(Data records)
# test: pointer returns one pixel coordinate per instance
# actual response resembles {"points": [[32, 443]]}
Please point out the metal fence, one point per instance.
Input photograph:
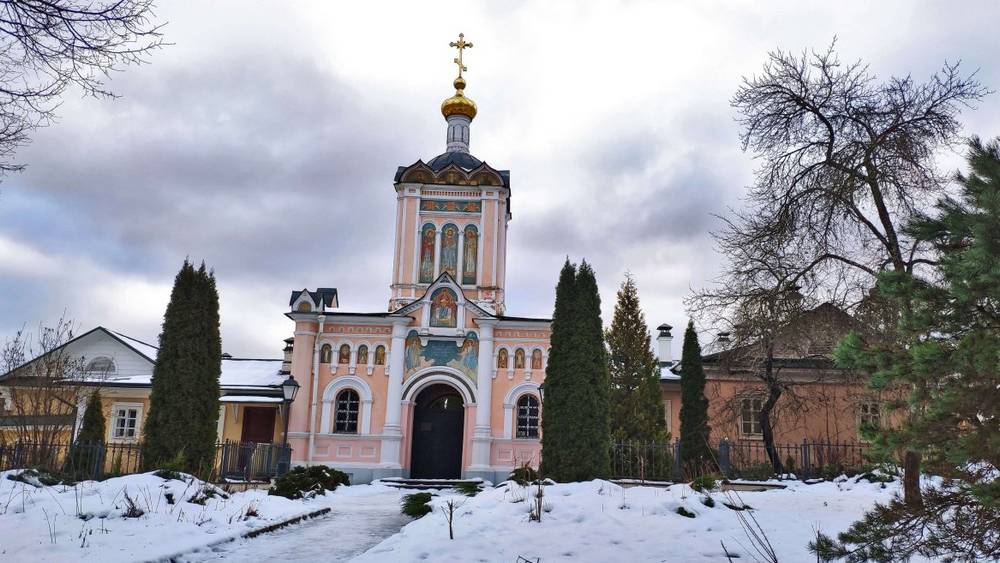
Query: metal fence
{"points": [[245, 461], [740, 459]]}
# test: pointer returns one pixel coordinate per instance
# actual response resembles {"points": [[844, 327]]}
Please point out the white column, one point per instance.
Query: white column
{"points": [[437, 253], [461, 256], [484, 386], [392, 433]]}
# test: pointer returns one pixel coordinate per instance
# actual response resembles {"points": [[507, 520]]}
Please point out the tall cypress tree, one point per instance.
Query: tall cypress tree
{"points": [[636, 402], [696, 453], [184, 403], [561, 401], [593, 377]]}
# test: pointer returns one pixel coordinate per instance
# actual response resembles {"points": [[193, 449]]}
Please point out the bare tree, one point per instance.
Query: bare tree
{"points": [[48, 45], [845, 161], [42, 386]]}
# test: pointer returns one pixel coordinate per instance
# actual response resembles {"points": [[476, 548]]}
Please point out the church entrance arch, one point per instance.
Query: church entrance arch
{"points": [[438, 425]]}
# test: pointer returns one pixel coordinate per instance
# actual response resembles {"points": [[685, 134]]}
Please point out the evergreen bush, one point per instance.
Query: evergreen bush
{"points": [[416, 505], [307, 482]]}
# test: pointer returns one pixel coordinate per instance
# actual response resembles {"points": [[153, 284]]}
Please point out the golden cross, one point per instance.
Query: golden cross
{"points": [[460, 45]]}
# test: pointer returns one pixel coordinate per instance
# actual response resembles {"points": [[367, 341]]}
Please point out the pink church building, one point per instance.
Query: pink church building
{"points": [[444, 384]]}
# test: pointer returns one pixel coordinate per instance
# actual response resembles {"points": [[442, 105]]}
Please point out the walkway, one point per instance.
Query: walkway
{"points": [[354, 525]]}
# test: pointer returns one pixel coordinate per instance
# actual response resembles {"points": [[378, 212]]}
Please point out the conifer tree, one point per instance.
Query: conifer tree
{"points": [[93, 427], [696, 452], [184, 402], [636, 402], [947, 354], [595, 429], [561, 401]]}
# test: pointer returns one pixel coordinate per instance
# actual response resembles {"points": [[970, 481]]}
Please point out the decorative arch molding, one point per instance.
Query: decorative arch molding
{"points": [[509, 402], [439, 374], [330, 397]]}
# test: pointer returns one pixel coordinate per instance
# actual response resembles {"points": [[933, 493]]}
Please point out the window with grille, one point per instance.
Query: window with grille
{"points": [[527, 417], [750, 416], [125, 422], [870, 414], [346, 418]]}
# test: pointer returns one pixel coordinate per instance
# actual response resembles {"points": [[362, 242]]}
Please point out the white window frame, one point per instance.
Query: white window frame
{"points": [[754, 420], [114, 422]]}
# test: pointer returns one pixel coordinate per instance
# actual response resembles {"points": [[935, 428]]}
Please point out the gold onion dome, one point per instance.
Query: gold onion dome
{"points": [[459, 104]]}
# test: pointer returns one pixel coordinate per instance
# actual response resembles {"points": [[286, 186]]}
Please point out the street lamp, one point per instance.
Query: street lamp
{"points": [[289, 388]]}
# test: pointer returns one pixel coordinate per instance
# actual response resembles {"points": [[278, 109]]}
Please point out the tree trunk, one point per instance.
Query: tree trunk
{"points": [[911, 479]]}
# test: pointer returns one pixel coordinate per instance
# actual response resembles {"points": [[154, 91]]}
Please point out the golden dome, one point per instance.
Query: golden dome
{"points": [[459, 104]]}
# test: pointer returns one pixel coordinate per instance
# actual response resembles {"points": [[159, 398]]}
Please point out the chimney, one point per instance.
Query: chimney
{"points": [[663, 341], [286, 362]]}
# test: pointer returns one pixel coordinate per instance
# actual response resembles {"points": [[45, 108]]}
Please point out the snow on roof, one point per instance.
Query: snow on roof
{"points": [[249, 399], [236, 372], [667, 375]]}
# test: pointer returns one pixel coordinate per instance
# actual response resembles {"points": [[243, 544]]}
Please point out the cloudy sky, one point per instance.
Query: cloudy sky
{"points": [[264, 141]]}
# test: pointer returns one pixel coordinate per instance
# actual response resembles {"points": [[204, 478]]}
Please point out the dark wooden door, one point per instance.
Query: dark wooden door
{"points": [[438, 424], [258, 425]]}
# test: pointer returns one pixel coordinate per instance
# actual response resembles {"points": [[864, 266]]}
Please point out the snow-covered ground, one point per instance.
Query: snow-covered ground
{"points": [[603, 522], [90, 521]]}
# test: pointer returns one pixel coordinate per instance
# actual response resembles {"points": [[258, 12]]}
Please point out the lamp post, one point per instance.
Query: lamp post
{"points": [[289, 388]]}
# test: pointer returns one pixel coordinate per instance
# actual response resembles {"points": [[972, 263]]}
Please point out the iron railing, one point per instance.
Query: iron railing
{"points": [[741, 459], [246, 461]]}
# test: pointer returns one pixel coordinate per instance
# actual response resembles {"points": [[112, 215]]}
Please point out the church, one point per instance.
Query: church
{"points": [[444, 384]]}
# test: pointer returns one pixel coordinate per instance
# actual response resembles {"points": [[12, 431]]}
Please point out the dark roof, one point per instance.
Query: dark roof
{"points": [[326, 295]]}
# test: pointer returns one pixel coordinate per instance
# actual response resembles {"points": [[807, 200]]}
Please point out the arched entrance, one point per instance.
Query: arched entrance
{"points": [[438, 424]]}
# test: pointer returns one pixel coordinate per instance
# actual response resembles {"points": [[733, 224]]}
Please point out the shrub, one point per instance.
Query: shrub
{"points": [[307, 482], [415, 504], [523, 475], [469, 488], [704, 483]]}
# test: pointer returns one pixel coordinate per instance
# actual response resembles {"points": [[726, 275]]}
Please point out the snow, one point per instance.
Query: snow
{"points": [[86, 522], [602, 521]]}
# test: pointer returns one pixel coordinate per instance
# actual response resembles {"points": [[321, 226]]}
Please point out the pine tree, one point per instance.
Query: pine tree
{"points": [[184, 403], [93, 426], [593, 377], [696, 452], [562, 391], [948, 355], [87, 453], [636, 402]]}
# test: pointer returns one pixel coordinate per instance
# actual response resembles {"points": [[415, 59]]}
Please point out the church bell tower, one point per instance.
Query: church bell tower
{"points": [[451, 214]]}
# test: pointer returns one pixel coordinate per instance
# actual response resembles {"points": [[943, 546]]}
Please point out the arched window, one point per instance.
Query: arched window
{"points": [[503, 359], [449, 250], [427, 234], [101, 365], [536, 359], [470, 255], [527, 417], [346, 414]]}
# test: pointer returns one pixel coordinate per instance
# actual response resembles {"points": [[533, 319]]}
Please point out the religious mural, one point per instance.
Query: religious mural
{"points": [[444, 308], [449, 250], [451, 205], [464, 357], [427, 254], [470, 255]]}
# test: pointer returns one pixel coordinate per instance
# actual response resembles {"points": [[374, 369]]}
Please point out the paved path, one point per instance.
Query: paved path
{"points": [[352, 527]]}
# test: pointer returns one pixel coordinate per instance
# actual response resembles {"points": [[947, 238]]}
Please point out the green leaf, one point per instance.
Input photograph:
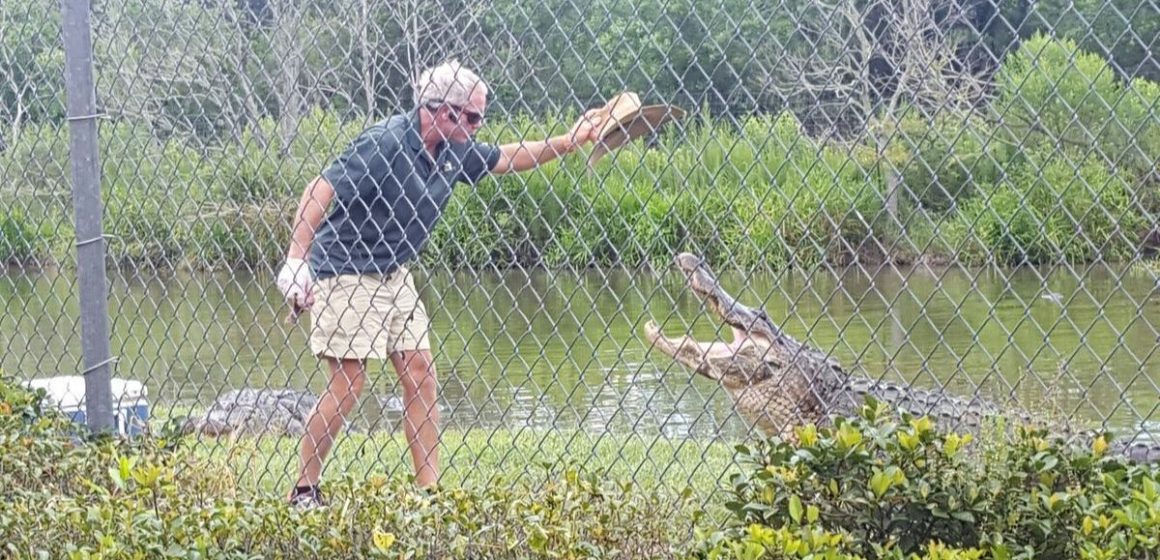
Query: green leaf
{"points": [[796, 508]]}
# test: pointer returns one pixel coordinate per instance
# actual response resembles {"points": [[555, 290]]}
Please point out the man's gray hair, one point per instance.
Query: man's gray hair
{"points": [[448, 82]]}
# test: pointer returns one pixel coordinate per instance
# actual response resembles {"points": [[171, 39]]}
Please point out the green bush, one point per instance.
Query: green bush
{"points": [[1050, 93], [878, 486], [70, 496], [944, 161], [1057, 206], [20, 239]]}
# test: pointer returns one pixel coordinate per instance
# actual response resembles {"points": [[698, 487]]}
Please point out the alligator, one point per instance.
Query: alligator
{"points": [[778, 384]]}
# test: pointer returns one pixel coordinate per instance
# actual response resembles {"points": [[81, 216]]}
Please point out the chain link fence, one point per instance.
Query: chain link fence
{"points": [[955, 195]]}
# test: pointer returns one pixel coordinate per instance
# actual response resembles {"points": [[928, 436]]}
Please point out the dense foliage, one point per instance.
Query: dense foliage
{"points": [[207, 148], [872, 486], [876, 486]]}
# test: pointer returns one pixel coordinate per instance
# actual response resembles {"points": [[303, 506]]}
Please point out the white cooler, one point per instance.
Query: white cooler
{"points": [[130, 407]]}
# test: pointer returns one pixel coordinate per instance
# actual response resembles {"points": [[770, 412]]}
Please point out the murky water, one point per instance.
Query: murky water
{"points": [[564, 349]]}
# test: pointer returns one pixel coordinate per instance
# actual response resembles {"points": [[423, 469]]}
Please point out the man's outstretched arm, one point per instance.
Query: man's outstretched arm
{"points": [[523, 155]]}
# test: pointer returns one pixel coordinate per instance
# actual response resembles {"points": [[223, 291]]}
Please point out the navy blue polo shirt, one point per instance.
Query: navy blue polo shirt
{"points": [[389, 195]]}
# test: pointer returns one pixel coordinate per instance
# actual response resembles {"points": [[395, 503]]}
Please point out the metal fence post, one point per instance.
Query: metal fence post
{"points": [[91, 275]]}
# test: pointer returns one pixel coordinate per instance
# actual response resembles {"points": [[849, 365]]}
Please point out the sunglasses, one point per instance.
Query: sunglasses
{"points": [[472, 117]]}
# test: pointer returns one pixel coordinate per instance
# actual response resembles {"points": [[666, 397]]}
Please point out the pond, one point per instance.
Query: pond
{"points": [[550, 349]]}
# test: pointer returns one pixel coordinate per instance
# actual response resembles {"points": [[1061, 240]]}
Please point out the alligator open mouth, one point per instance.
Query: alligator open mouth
{"points": [[748, 326]]}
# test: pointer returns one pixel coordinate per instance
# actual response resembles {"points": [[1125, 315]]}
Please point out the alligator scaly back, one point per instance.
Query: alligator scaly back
{"points": [[778, 383]]}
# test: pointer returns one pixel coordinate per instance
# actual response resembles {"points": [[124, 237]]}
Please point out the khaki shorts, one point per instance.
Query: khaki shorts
{"points": [[368, 317]]}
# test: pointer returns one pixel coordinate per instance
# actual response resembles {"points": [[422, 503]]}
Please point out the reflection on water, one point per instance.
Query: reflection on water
{"points": [[563, 349]]}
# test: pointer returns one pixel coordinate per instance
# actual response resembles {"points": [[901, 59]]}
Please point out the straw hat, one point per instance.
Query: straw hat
{"points": [[624, 120]]}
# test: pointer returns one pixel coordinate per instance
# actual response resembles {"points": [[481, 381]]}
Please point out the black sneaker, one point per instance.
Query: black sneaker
{"points": [[307, 497]]}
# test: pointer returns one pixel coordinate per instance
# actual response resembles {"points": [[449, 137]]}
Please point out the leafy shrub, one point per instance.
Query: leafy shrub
{"points": [[1053, 94], [67, 496], [1057, 208], [20, 239], [883, 486], [944, 161]]}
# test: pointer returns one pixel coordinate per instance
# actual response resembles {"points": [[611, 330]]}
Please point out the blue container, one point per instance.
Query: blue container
{"points": [[130, 406]]}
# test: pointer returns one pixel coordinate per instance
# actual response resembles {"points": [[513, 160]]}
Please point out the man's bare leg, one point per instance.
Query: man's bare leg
{"points": [[417, 375], [347, 379]]}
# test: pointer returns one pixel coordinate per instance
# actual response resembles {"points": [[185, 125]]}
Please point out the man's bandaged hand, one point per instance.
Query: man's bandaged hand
{"points": [[295, 282]]}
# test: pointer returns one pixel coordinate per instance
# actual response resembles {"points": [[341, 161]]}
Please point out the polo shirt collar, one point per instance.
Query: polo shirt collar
{"points": [[412, 135]]}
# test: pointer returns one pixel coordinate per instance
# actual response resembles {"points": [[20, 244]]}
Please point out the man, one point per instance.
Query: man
{"points": [[389, 190]]}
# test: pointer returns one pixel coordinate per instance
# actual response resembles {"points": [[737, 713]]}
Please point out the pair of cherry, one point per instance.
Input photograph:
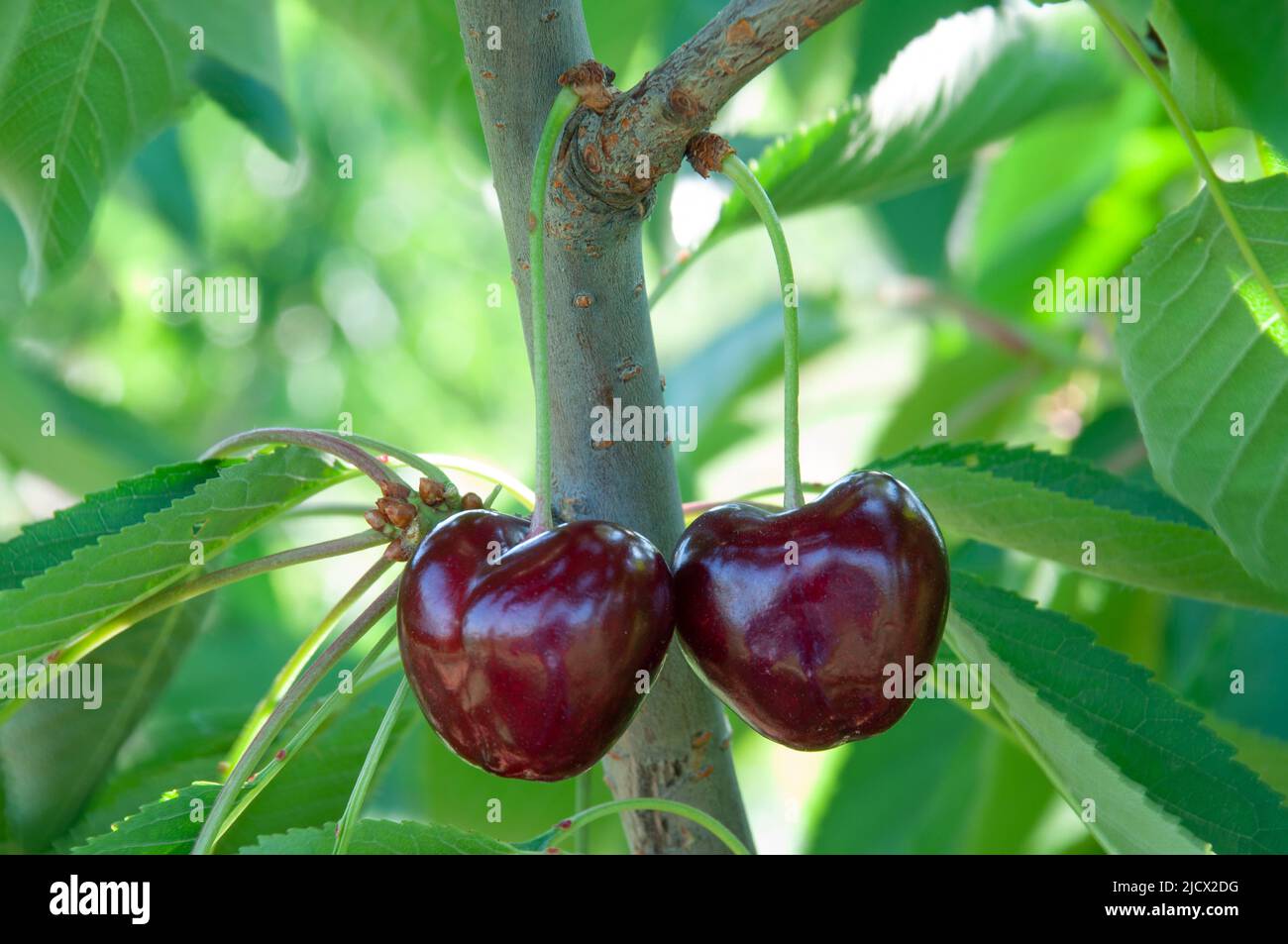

* **TASK PROMPT**:
Omitting all pictures, restate word for word the lines from the one containing "Please point out the polo" through the last line of the data.

* **RESPONSE BELOW**:
Please point out the polo shirt collar, one point per instance.
Query: polo shirt collar
{"points": [[412, 135]]}
# test: pointer returns one pixel coordinate per instance
# actual response resembles {"points": [[20, 244]]}
Please point out the man, one point per instance.
Query: man
{"points": [[389, 190]]}
# test: pointer returns one pixel coordinate per instance
# actual response resembles {"points": [[737, 713]]}
Please point out the pair of cherry, one point per instance.
Input photograph:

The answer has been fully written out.